=== Stated goal ===
Count the lines in the records below that contain the string "WHERE", treating uppercase and lowercase as different, and reply with the number alone.

=== Extracted information ===
— Start —
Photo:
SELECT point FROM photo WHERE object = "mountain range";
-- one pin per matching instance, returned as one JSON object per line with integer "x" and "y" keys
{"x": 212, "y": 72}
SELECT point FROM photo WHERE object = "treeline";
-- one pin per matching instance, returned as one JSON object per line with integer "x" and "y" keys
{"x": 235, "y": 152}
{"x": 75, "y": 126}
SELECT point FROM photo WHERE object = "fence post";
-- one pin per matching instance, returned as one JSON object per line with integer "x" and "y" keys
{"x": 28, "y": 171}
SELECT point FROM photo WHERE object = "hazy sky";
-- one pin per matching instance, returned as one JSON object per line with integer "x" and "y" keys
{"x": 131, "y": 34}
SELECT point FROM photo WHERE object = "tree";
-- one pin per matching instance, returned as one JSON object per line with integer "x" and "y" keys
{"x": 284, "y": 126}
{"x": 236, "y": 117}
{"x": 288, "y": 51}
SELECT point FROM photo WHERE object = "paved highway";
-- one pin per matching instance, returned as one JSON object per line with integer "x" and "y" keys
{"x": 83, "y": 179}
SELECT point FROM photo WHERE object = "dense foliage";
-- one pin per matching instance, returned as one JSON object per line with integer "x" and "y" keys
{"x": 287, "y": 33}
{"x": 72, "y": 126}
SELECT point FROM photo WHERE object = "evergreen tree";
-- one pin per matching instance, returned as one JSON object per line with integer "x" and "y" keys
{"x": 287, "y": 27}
— End —
— Start —
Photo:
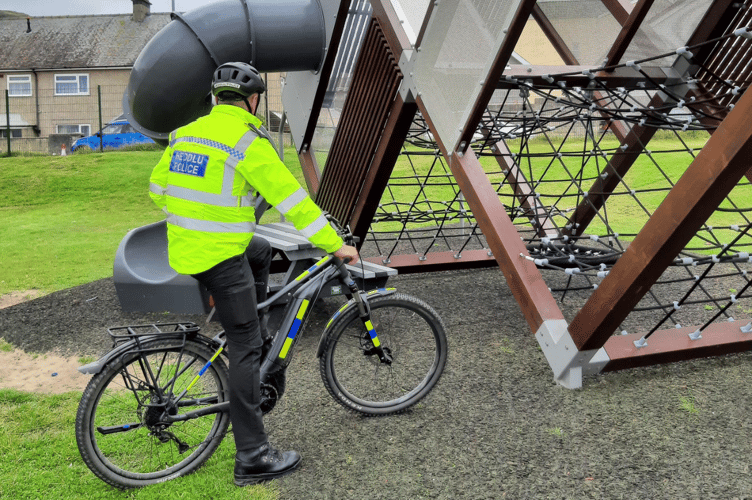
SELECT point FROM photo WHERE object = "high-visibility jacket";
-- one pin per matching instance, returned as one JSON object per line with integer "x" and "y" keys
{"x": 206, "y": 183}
— End —
=== Task answer ===
9